Requirement ▸ Extract the text of every entry below exactly; leave images out.

· · · ·

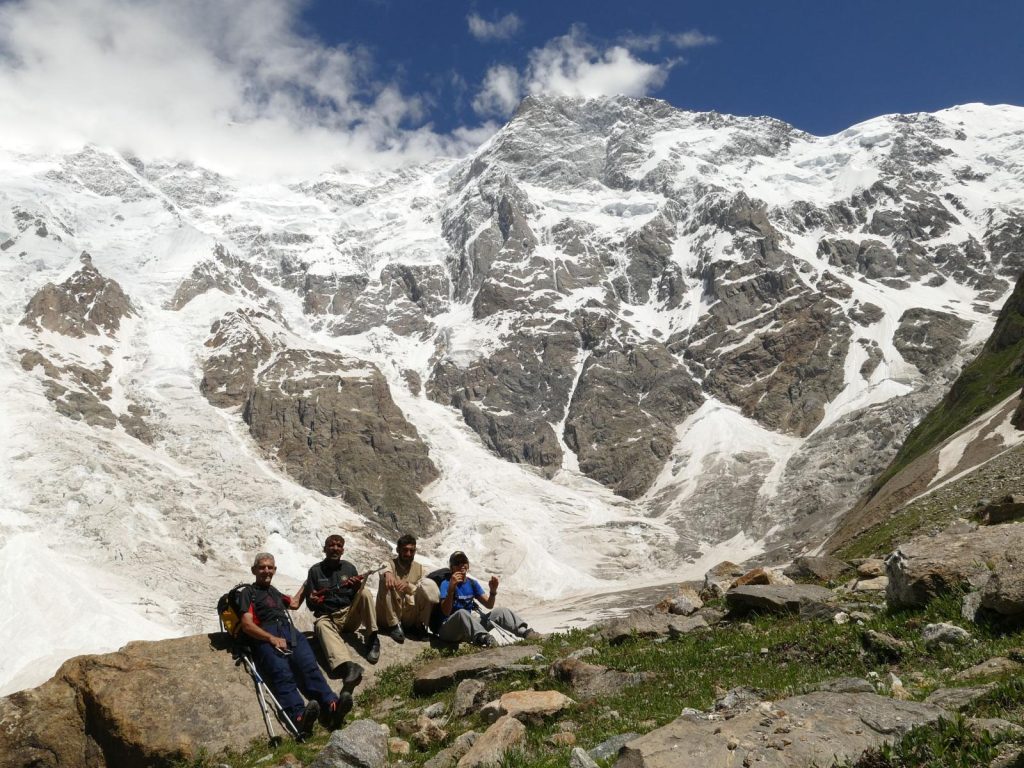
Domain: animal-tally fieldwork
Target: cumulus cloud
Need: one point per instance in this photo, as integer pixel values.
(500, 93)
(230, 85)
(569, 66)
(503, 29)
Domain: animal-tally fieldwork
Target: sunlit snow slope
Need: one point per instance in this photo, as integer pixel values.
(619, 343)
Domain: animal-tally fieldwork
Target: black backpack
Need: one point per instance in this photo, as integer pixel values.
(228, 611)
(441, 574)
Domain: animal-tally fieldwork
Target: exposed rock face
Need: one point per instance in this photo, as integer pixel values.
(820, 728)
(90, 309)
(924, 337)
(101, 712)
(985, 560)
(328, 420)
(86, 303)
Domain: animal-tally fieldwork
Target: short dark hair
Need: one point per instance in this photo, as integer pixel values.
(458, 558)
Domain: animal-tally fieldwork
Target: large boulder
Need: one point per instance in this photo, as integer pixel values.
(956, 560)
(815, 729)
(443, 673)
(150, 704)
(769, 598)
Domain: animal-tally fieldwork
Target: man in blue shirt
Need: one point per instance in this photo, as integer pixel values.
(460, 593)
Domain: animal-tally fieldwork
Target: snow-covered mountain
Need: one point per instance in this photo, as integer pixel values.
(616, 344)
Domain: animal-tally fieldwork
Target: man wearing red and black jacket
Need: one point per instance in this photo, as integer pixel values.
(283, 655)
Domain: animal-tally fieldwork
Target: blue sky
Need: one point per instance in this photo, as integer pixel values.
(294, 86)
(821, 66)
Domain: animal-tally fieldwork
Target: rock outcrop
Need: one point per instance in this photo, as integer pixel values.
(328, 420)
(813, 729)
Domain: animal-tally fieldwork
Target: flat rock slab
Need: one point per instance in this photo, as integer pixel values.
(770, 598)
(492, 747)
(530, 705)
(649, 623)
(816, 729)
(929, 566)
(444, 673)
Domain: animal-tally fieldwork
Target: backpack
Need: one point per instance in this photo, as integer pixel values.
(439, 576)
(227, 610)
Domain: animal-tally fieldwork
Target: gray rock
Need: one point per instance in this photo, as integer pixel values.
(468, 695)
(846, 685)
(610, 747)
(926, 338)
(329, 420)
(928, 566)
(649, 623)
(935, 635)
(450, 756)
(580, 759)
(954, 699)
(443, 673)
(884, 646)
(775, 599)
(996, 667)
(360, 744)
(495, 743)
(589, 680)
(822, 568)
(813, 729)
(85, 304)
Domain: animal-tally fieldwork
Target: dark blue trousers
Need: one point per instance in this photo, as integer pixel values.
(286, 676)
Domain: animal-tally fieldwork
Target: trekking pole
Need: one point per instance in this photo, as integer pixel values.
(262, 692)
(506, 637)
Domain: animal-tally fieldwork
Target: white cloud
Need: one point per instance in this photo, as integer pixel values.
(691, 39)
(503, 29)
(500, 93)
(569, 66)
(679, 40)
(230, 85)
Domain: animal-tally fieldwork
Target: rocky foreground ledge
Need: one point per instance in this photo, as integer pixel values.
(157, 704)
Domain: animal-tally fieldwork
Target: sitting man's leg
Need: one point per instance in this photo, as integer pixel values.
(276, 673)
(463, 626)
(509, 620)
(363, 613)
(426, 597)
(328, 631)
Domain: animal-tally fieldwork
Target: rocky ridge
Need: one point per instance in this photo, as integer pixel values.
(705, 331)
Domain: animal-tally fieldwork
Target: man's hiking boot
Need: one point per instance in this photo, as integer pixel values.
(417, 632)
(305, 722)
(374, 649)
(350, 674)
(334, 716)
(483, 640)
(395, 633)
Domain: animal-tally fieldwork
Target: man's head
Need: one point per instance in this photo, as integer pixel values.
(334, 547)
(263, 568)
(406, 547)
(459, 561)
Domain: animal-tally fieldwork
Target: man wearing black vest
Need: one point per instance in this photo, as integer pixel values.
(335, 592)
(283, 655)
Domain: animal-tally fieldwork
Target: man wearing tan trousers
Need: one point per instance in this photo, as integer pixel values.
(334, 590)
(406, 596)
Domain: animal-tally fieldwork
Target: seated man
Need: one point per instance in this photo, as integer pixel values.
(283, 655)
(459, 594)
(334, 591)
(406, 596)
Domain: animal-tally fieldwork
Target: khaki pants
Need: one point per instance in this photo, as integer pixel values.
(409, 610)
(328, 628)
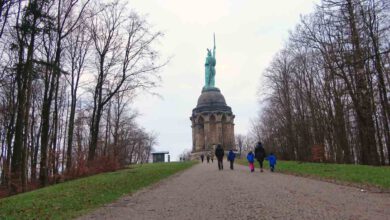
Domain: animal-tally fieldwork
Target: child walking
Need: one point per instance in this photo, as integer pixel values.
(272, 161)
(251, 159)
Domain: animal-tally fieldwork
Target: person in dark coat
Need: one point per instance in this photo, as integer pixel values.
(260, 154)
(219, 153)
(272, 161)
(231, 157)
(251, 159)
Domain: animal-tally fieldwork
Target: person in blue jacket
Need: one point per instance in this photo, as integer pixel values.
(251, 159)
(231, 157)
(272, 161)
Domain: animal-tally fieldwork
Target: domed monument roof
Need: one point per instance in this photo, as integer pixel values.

· · · ·

Exercise output ▸
Domain: animal-tally fieldwork
Target: cumulus cloud
Need: one point per instance in this photo, as integer pixel values.
(500, 93)
(230, 85)
(569, 66)
(503, 29)
Domain: animal-tally fieldwork
Target: sunlit snow slope
Need: one point per instance in this photo, as integer pixel values.
(619, 343)
Domain: animal-tally fieldwork
Target: black backpack
Need: one point per instance in this photo, as integer pixel values.
(228, 611)
(441, 574)
Domain: animal-tally fieldwork
Target: exposed rock face
Need: one point per instance in this photo, as integer pixel values.
(820, 728)
(90, 309)
(924, 337)
(101, 712)
(985, 560)
(328, 420)
(86, 303)
Domain: animal-tally fieldwork
Target: short dark hair
Need: one point per instance in this photo, as integer pixel values.
(458, 558)
Domain: animal-tally fieldwork
Target: large boulder
Need: one point per instance in this photo, as integer pixel values.
(956, 560)
(815, 729)
(443, 673)
(150, 704)
(769, 598)
Domain: animal-tally fieldwork
Target: man in blue shirt
Need: one point per instance in this photo, as integer pixel values.
(460, 593)
Domain: animal-tally fieldwork
Target: snow-covered mountain
Need: one point per instance in this photo, as integer pixel values.
(616, 344)
Domain: animal-tally fieldwork
Target: man wearing red and black jacket
Need: one point per instance in this photo, as integer pixel values.
(283, 655)
Domain: animal-tally fieldwork
Target: blue sky
Need: one point per instance in this photo, as integer pixel values.
(294, 86)
(821, 66)
Domain: animal-tally fieldwork
Target: rock outcrop
Need: one point per instance in this photo, as integer pixel values.
(328, 420)
(813, 729)
Domain: animal-tally fieldwork
Target: flat rock slab
Need: one point per instance in this photo, as integer pixel values.
(770, 598)
(492, 747)
(530, 705)
(649, 623)
(816, 729)
(929, 566)
(444, 673)
Domain: animal-tally fieldwork
Target: backpack
Need: one point per instance in this photo, as integer pixel values.
(439, 576)
(227, 610)
Domain: animal-tally fieldwork
Target: gray rock
Need: one point per instance in this photo, as integer pixel values.
(468, 695)
(846, 685)
(610, 747)
(926, 338)
(329, 420)
(928, 566)
(649, 623)
(935, 635)
(450, 756)
(580, 759)
(954, 699)
(443, 673)
(884, 646)
(775, 599)
(996, 667)
(360, 744)
(495, 743)
(589, 680)
(822, 568)
(813, 729)
(85, 304)
Domain: animal-tally fieldwork
Target: dark blue trousers
Need: one point per instance in this photo, as integer pixel values.
(286, 676)
Domain: animal-tally fieldwork
Target: trekking pole
Need: one point per instance in this photo, as integer pixel values.
(262, 692)
(506, 637)
Domain: animal-tally fieldwork
Target: white cloud
Need: one point per instance in this photo, as integer pixel values.
(691, 39)
(503, 29)
(500, 93)
(569, 66)
(679, 40)
(230, 85)
Domain: animal-tally fieldwork
Target: rocky foreground ledge
Need: one point per instance in this photo, as integer pixel values.
(157, 704)
Domain: animal-tally fieldwork
Target: sitting man's leg
Need: one point per instance in this photo, as integer pixel values.
(276, 673)
(463, 626)
(509, 620)
(363, 613)
(426, 597)
(328, 631)
Domain: animal-tally fieldwork
Target: rocky ridge
Need: one point per instance in this photo, as integer pixel values.
(705, 331)
Domain: animal-tally fieldwork
Target: man's hiking boot
Need: one point per instance in this photo, as integer pixel values.
(417, 632)
(305, 722)
(374, 649)
(350, 674)
(334, 716)
(483, 640)
(395, 633)
Domain: animal-tally fieldwork
Target: man's head
Need: one point per instance in this photo, as integer pixel values.
(334, 547)
(263, 568)
(406, 547)
(459, 561)
Domain: animal-tally fieldwork
Target: man wearing black vest
Need: one point per instance in this photo, as integer pixel values.
(335, 592)
(283, 655)
Domain: animal-tally fieldwork
Target: man wearing tan trousers
Need: one point per instance in this photo, as integer pixel values.
(334, 590)
(406, 596)
Domain: animal-tally fieldwork
Target: seated man
Need: one point per instance in this photo, as integer pixel values.
(283, 655)
(459, 594)
(334, 591)
(406, 596)
Domain: animal-tally fieldwork
Target: khaki pants
Need: one point per instance in this photo, as integer pixel values.
(409, 610)
(328, 628)
Domain: animal-tally fieldwork
Target: child walking
Need: one point per instance in this photo, as integer pixel values.
(272, 161)
(251, 159)
Domain: animal-tally fieldwork
Target: person in dark coat
Need: one point per instance in this photo, as integer pixel values.
(260, 154)
(219, 153)
(272, 161)
(231, 157)
(251, 159)
Domain: animal-tally fieldwork
Target: person in blue jacket
Need: one point per instance in this photo, as integer pixel values.
(251, 159)
(231, 157)
(272, 161)
Domain: animal-tally fieldwork
Target: domed monument roof
Need: one point per instance in this photo, as integer pixel values.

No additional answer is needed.